Ce voyage de 300 kilomètres en bus, dans la mollesse d’un bus confortable, à la basse vitesse qu’on leur connaît, me permet de renouer avec ce grand désert de la steppe patagone. Cette vaste plaine un peu ondulée ressemble quelquefois à une vaste mer plutôt calme. J’ai d’ailleurs déjà eu la chance, lors du voyage précédent dans cette région, de voir “voguer” au loin sur la steppe un gros traversier que l’on transportait par route depuis un chantier côtier vers le Lago Argentino, toute une vision !!!!

Pour l’instant, il y a des brebis partout. Des guanacos traversent plusieurs fois la route. Et je vois plusieurs bandes de nandous (ces oiseaux coureurs gris beaucoup plus gros que des poules, mais plus petits que des autruches), qui se tiennent souvent tout près des guanacos. La région est riche en gaz, et on aperçoit de nombreux gazoducs, ainsi que des centres de pompage. Après une longue et insensible montée de plus de 3 heures, le voyage se par l’éblouissante côte de El Calafate, avec une vue extraordinaire du grand Lago Argentino (le plus grand du pays), turquoise comme c’est pas possible.

══════════════════════════════

## Consigne 1
Reproduisez fidèlement le passage du récit de voyage dans la steppe patagone qui commence par les mots "Pour l’instant, il" et se termine par "c’est pas possible.".
## Consigne 2
Indiquez si chacune des affirmations suivantes concorde avec le récit de voyage dans la steppe patagone, en répondant par oui ou par non et en citant les mots décisifs du texte : (a) le trajet en bus couvre 300 kilomètres ; (b) les nandous sont plus gros que des autruches ; (c) le Lago Argentino est le plus grand lac du pays.
## Consigne 3
Poursuivez le récit de voyage dans la steppe patagone à partir de sa dernière phrase.

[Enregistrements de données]
══════════════════════════════

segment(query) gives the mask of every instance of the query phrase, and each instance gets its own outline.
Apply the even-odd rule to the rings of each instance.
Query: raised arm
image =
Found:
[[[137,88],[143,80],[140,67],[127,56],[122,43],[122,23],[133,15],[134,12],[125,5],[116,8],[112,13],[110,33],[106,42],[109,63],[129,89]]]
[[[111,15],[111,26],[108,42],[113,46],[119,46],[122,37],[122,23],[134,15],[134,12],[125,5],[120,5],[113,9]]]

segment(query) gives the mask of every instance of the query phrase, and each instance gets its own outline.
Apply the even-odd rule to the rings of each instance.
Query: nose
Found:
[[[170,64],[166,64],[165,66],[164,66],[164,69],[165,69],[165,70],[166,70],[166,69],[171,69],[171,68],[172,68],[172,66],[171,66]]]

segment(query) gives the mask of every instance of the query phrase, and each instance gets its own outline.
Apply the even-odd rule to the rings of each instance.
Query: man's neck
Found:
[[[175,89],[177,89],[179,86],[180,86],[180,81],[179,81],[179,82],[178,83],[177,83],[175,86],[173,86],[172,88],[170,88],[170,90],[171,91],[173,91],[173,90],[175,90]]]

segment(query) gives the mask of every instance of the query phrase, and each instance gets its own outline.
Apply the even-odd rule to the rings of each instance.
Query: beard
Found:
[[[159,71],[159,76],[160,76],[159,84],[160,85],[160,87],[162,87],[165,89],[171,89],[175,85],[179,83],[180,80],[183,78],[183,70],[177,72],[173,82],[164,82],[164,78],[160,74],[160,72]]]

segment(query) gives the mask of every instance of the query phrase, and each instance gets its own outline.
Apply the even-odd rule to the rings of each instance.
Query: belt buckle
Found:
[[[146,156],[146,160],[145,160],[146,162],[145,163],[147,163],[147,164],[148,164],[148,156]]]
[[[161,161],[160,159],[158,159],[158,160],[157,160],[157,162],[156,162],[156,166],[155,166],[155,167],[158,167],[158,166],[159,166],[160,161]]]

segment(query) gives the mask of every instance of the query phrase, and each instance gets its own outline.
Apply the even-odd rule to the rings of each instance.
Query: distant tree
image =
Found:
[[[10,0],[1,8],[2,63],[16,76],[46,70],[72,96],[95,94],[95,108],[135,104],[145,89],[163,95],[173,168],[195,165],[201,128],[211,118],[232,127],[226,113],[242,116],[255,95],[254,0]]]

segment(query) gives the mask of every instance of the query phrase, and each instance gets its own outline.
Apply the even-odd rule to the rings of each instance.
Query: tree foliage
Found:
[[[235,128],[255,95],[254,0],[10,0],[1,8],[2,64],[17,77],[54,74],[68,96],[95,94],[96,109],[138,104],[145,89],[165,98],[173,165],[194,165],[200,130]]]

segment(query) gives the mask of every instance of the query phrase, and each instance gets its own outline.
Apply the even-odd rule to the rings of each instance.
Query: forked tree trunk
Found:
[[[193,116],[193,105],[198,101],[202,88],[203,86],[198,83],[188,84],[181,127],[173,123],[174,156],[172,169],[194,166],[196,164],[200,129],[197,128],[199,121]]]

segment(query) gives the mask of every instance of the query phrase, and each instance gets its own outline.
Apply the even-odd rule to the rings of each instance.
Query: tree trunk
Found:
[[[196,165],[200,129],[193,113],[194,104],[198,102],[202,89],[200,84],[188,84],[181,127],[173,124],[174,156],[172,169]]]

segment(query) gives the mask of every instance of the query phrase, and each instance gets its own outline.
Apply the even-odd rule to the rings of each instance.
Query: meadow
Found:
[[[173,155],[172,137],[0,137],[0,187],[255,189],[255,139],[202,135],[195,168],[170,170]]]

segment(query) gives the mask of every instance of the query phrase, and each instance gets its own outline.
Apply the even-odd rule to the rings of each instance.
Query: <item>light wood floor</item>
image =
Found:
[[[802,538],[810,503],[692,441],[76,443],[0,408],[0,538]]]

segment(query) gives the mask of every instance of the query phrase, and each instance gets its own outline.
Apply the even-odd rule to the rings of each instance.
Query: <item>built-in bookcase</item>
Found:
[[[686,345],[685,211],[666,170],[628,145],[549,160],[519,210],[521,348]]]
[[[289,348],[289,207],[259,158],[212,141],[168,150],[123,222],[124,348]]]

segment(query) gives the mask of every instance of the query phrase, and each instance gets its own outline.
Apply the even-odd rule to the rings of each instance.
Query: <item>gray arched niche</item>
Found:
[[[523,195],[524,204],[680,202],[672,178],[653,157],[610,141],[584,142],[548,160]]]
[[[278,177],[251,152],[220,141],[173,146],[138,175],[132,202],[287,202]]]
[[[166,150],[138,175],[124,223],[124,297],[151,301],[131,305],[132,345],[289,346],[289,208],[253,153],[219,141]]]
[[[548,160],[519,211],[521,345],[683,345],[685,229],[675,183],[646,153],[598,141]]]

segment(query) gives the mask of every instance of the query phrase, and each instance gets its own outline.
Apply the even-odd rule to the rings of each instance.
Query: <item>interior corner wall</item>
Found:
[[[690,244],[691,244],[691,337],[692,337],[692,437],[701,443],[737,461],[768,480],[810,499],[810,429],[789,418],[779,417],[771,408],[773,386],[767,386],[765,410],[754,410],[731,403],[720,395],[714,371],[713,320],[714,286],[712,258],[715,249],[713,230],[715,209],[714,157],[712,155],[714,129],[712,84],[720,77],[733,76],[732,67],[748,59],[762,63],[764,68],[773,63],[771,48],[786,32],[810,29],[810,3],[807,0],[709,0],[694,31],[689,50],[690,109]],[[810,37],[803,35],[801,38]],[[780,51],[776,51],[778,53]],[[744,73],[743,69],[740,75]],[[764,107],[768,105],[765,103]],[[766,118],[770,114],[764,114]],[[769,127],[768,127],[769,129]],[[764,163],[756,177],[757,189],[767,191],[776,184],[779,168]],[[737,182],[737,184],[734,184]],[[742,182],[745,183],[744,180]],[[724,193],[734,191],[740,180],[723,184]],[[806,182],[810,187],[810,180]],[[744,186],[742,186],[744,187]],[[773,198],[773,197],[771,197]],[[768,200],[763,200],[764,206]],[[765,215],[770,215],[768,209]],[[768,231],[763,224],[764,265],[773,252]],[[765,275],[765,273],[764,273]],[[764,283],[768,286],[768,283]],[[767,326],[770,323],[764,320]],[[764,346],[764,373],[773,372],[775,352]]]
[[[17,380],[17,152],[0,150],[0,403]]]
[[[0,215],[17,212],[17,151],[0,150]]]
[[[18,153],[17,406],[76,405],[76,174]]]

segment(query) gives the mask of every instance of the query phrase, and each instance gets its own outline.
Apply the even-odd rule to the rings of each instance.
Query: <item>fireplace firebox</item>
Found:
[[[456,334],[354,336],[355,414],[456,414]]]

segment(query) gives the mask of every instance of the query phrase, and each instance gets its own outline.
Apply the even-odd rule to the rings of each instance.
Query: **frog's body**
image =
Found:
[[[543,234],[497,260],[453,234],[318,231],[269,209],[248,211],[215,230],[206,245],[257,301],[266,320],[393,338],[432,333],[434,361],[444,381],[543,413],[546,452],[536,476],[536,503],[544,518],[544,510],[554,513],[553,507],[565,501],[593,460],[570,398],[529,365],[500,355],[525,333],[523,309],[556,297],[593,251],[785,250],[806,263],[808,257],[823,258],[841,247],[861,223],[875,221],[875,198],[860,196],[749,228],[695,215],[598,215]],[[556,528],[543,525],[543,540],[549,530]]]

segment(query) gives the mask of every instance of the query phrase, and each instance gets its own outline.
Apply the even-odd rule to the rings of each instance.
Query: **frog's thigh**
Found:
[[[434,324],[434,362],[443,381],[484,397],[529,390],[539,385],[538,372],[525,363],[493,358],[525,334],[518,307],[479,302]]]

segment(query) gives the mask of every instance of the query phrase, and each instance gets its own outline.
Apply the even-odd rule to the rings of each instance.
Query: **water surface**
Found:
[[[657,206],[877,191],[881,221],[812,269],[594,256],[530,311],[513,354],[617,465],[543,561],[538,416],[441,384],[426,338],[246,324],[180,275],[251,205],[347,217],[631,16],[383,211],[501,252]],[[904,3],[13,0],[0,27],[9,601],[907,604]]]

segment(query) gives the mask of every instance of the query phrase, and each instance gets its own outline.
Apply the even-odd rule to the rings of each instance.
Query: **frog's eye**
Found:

══════════════════════════════

## Résultat 1
Pour l’instant, il y a des brebis partout. Des guanacos traversent plusieurs fois la route. Et je vois plusieurs bandes de nandous (ces oiseaux coureurs gris beaucoup plus gros que des poules, mais plus petits que des autruches), qui se tiennent souvent tout près des guanacos. La région est riche en gaz, et on aperçoit de nombreux gazoducs, ainsi que des centres de pompage. Après une longue et insensible montée de plus de 3 heures, le voyage se par l’éblouissante côte de El Calafate, avec une vue extraordinaire du grand Lago Argentino (le plus grand du pays), turquoise comme c’est pas possible.

## Résultat 2
(a) Oui : « Ce voyage de 300 kilomètres en bus ».
(b) Non : « plus petits que des autruches ».
(c) Oui : « (le plus grand du pays) ».

## Résultat 3
Nichée au fond de sa minuscule vallée verte, dans une baie du Lago Argentino, je retrouve El Calafate, le petit centre rural qui ne cesse de grossir, pour devenir une ville archi-touristique: souvenirs, restaurants, agences d’excursions. En effet, on vient ici pour aller au Parc National des Glaciers, y voir la vedette mondiale qu’est le glacier du Perito Moreno, et naviguer sur les bras du Lago Argentino à travers les icebergs au pied des autres glaciers.

Au souper, je passe dans une parilla (le Bar-B-Que typique argentin), surtout pour y déguster le renommé cordero (l’agneau) de Patagonie. J’y retrouve le bonheur de manger ce que Lucie et moi appelions des “chips d’agneau”, soit les minces et basses parties de l’animal, qui avaient un peu trop connu le feu; délicieux, comme je m’en souvenais.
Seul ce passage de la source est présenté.